# Material provided

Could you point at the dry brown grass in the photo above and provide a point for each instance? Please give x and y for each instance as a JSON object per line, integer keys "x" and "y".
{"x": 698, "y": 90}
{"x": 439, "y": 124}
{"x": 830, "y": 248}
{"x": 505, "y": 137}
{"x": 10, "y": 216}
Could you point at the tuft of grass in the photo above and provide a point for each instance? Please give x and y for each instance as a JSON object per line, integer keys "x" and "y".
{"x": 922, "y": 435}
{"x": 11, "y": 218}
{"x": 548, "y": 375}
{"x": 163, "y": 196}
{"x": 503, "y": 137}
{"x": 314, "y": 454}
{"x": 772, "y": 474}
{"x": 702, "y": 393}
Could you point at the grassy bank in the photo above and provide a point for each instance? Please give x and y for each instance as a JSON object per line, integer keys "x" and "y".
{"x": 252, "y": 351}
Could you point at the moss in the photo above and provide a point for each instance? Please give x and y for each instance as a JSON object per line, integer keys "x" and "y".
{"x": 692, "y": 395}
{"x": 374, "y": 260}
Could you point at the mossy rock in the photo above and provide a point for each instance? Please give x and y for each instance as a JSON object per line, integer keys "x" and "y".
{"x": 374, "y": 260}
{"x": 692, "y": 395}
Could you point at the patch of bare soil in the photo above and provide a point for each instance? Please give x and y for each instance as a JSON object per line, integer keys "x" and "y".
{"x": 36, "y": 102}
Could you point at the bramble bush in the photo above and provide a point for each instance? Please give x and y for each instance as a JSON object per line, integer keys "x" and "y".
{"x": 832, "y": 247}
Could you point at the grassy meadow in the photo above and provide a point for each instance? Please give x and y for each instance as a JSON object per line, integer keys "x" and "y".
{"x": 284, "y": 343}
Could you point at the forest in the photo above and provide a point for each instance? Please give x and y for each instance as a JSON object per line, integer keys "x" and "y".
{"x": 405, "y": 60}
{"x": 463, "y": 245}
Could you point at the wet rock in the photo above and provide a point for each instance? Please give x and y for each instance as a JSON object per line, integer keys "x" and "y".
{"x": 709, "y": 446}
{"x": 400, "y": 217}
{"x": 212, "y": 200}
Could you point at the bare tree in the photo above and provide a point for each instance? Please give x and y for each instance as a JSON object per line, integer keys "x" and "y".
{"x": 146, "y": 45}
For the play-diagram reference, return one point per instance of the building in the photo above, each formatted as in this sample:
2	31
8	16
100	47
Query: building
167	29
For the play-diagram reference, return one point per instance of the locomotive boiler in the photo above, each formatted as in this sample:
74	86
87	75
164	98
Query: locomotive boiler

# Exercise directions
Your reply should consist of all the records, set down exactly.

# Answer to this task
Could you point at the dry brown grass in the photo above and provide a point for each instance? Please give x and y for each instance as a JSON object per line, integer keys "x" and "y".
{"x": 698, "y": 90}
{"x": 439, "y": 124}
{"x": 830, "y": 248}
{"x": 505, "y": 137}
{"x": 10, "y": 216}
Could you point at the tuft of grass in the photo above and provide a point for each instance? Please give x and y for each instance as a JSON object per line, integer keys "x" and "y".
{"x": 922, "y": 435}
{"x": 11, "y": 218}
{"x": 548, "y": 375}
{"x": 163, "y": 196}
{"x": 503, "y": 137}
{"x": 314, "y": 454}
{"x": 772, "y": 474}
{"x": 702, "y": 393}
Could you point at the grassy bank in the photo above and provide a point for each instance? Please give x and y for each instance as a JSON object per line, integer keys "x" and "y".
{"x": 252, "y": 351}
Could you point at the moss in the photo above and provide a point for each instance? Please give x and y for each instance as a JSON object per line, integer keys "x" and "y".
{"x": 692, "y": 395}
{"x": 374, "y": 260}
Could you point at the mossy rock in the photo above and provide a point for each instance? Please give x and y for each instance as a JSON object per line, integer keys "x" and "y".
{"x": 374, "y": 260}
{"x": 692, "y": 395}
Could you point at the patch of bare soil in the photo above and provide a point for each instance? Please give x and y for each instance as a JSON object per line, integer keys "x" and "y".
{"x": 36, "y": 102}
Could you point at the bramble bush in the photo above and provide a point for each instance? Please give x and y for each instance as a JSON object per line, integer keys "x" and "y".
{"x": 832, "y": 247}
Could you point at the grassy meadow in the photo above and provide a point for each instance? Please give x and y for each instance as a JSON object per line, integer keys "x" and "y".
{"x": 284, "y": 343}
Could you point at the forest in the photo above and provide a point for each instance? Please give x and y for each instance as a JSON object per line, integer keys "x" and "y".
{"x": 405, "y": 60}
{"x": 463, "y": 245}
Could you point at the wet rock in the photo above and provide a point for each instance? Please give x and y for each instance as a JSON object per line, integer keys "x" and "y".
{"x": 709, "y": 446}
{"x": 400, "y": 217}
{"x": 212, "y": 200}
Could you point at the bare tree in the photo above and provide a point for each instance? Please give x and y for each instance as a JSON object per line, integer keys "x" and "y".
{"x": 146, "y": 45}
For the play-diagram reference, return one point per instance of the building in the photo above, each formatted as in this sample:
2	31
8	16
100	47
Query: building
167	29
For the play-diagram reference, return one point per instance of the locomotive boiler in the photo above, each formatted as in this sample:
74	86
87	75
164	98
Query: locomotive boiler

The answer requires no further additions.